[Photo-based referring expression data]
⟨

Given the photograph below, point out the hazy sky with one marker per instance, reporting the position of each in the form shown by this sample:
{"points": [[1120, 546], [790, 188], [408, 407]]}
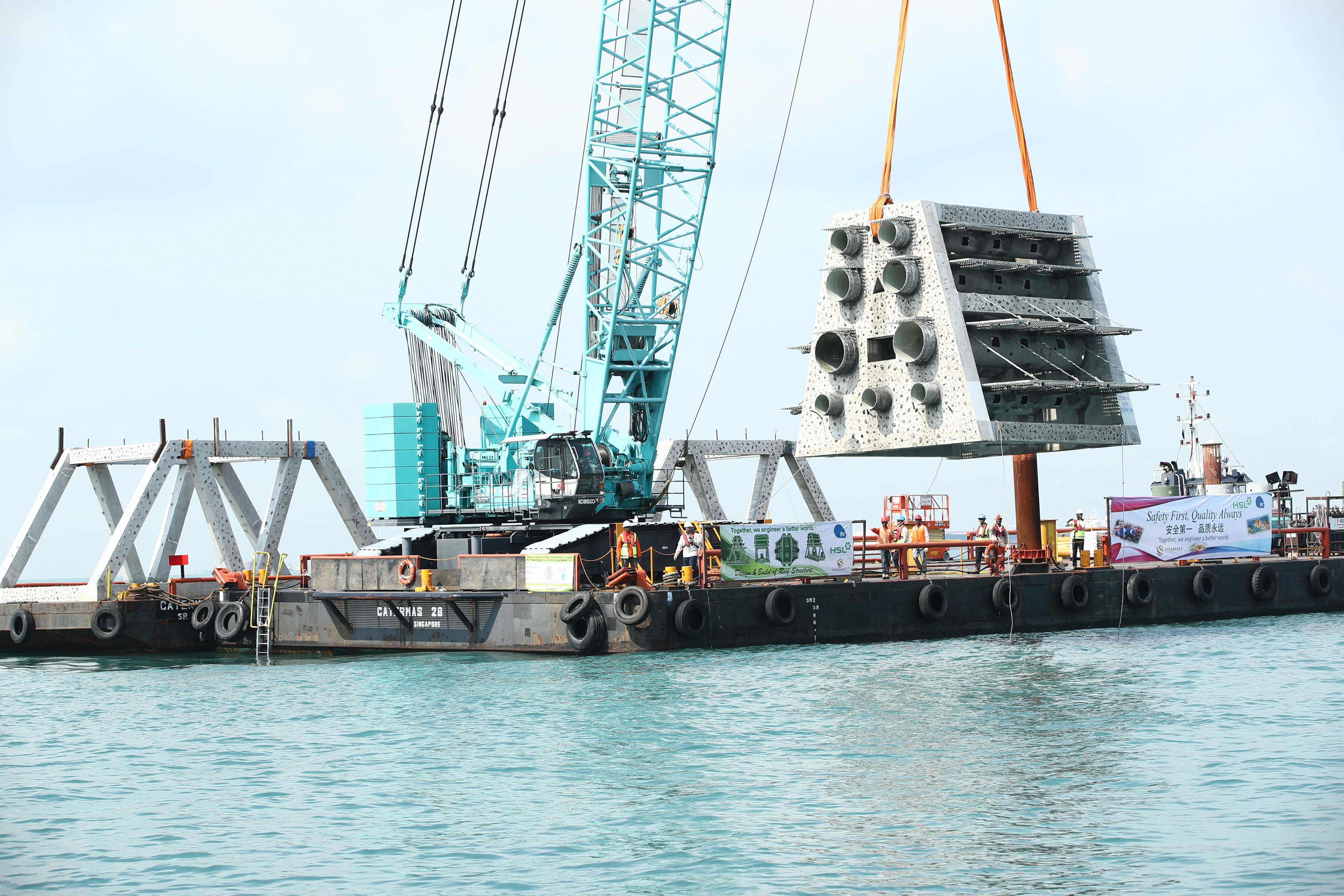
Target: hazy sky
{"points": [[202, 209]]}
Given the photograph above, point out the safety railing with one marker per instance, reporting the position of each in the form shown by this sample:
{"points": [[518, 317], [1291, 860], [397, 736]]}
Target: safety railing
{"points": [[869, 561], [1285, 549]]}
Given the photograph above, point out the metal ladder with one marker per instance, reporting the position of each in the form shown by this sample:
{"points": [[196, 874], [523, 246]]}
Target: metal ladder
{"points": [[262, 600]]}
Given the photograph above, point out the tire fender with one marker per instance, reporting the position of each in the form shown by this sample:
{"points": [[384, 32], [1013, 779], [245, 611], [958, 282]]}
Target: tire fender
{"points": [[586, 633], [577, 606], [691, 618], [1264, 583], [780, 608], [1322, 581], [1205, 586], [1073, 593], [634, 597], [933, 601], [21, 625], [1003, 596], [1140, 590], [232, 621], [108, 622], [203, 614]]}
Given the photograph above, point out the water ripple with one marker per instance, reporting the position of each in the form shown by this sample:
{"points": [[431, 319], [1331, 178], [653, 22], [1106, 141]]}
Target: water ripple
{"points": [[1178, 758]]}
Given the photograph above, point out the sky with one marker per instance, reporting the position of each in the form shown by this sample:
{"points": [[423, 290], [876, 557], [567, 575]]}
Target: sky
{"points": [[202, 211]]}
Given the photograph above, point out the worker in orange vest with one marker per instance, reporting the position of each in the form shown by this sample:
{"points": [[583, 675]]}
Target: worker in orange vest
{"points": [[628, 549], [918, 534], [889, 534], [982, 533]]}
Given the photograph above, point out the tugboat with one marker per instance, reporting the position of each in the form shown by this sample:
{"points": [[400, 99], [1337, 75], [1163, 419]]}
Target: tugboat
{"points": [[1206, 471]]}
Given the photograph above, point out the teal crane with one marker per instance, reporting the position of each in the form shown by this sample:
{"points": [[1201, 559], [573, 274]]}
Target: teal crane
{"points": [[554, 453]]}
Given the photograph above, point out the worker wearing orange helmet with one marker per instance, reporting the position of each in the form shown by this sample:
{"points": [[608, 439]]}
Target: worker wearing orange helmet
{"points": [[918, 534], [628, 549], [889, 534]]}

⟩

[Work request]
Return the lines of the records that include the string "above".

[Answer to this problem]
Given the photograph above, point out the safety railing with one marker per instance, reporting the position of each in the form shown by this sample:
Given the photograph above, point out the metal ladder with one marker per instance, reporting the position of each in the form shown by this sample:
Given the photograph above, point out the tire fender with one marker per instance, reporting the position of each in the form shown by this sample:
Given the photograph above, point out the water ripple with one marker per instance, reporting the position of each in the form shown by this sample:
Given the photograph above, point out the sky with one marker per instance, reporting the position of each in the form shown by this sample:
Given the photograph above, point out the worker in orange vest with one marker per instance, reporting the position of each in the form shown by this sample:
Given the photograph above, point out the tugboat with one marker per instance, reporting the position of each in the form shown by this sample:
Given the photograph above, point out the teal crane with one marker per instance, reporting the position of each in the form shown by this sample:
Given the photograph above, point out the worker wearing orange helmet with one marker per instance, reporting the position of each in the form shown by this sample:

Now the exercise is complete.